> WHAT IS BEING ASKED: Copy out every line of the records below word for word, leaving out the pictures.

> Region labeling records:
• • • •

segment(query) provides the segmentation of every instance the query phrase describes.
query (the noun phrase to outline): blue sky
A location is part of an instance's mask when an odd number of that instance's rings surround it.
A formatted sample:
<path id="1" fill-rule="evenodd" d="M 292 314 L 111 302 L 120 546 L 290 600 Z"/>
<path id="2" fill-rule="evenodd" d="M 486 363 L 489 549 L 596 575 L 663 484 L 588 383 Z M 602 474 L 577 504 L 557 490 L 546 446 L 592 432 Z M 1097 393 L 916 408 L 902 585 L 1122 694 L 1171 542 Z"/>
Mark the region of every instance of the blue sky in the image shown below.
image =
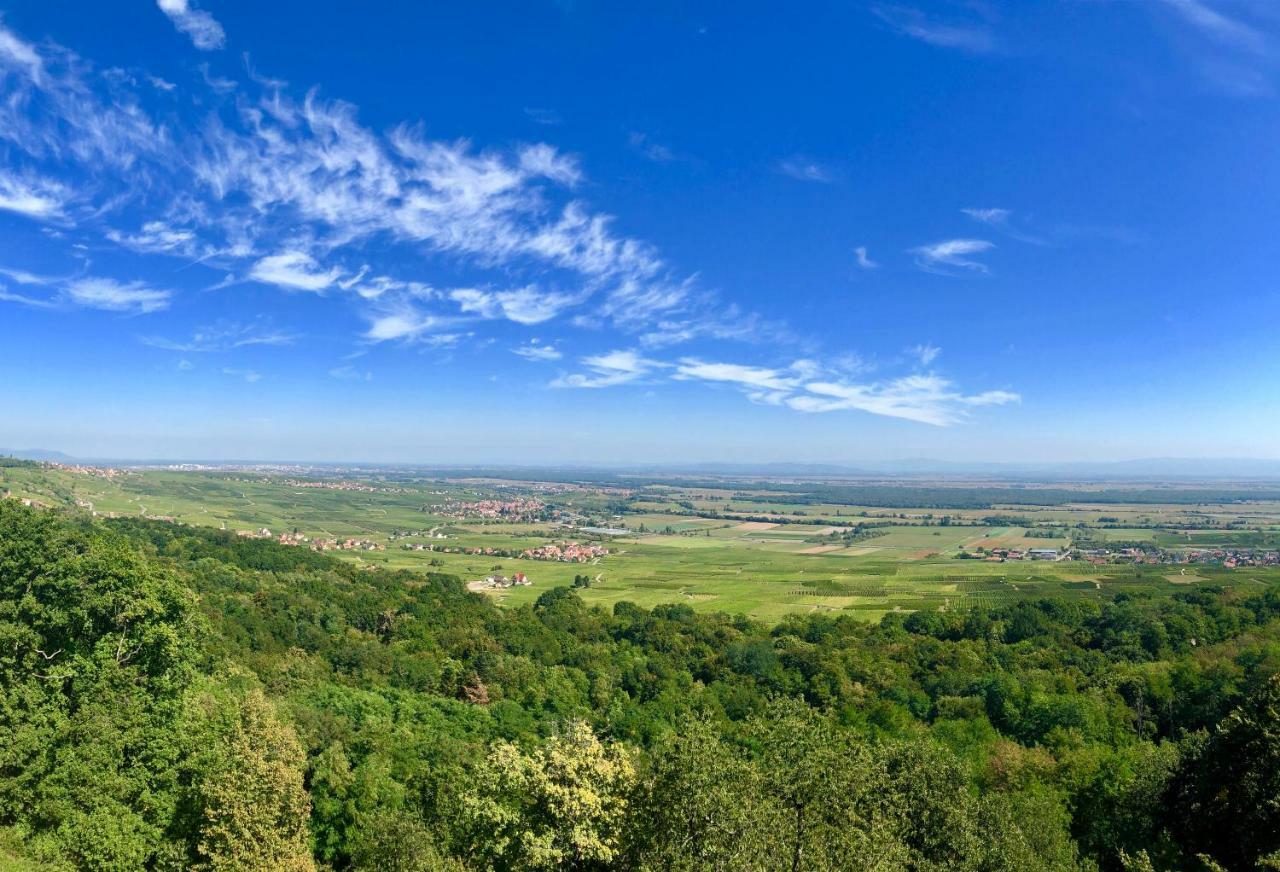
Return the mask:
<path id="1" fill-rule="evenodd" d="M 0 447 L 1280 457 L 1267 0 L 0 13 Z"/>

• • • •

> ANSWER TO THIS TASK:
segment(query) provides the segmentation of every instance the query phrase describes.
query (the noun phrase to outline): blue sky
A location is part of an instance's mask when an odd number of that instance's rings surround it.
A formatted sample:
<path id="1" fill-rule="evenodd" d="M 292 314 L 111 302 L 120 546 L 290 600 Z"/>
<path id="2" fill-rule="evenodd" d="M 486 363 L 489 549 L 596 575 L 663 484 L 588 383 Z M 602 474 L 577 504 L 557 490 L 546 446 L 592 432 Z M 1097 393 L 916 408 L 902 585 L 1122 694 L 1171 542 Z"/>
Mark the region of every instance of the blue sky in the image shown below.
image =
Return the mask:
<path id="1" fill-rule="evenodd" d="M 0 447 L 1280 457 L 1267 0 L 0 13 Z"/>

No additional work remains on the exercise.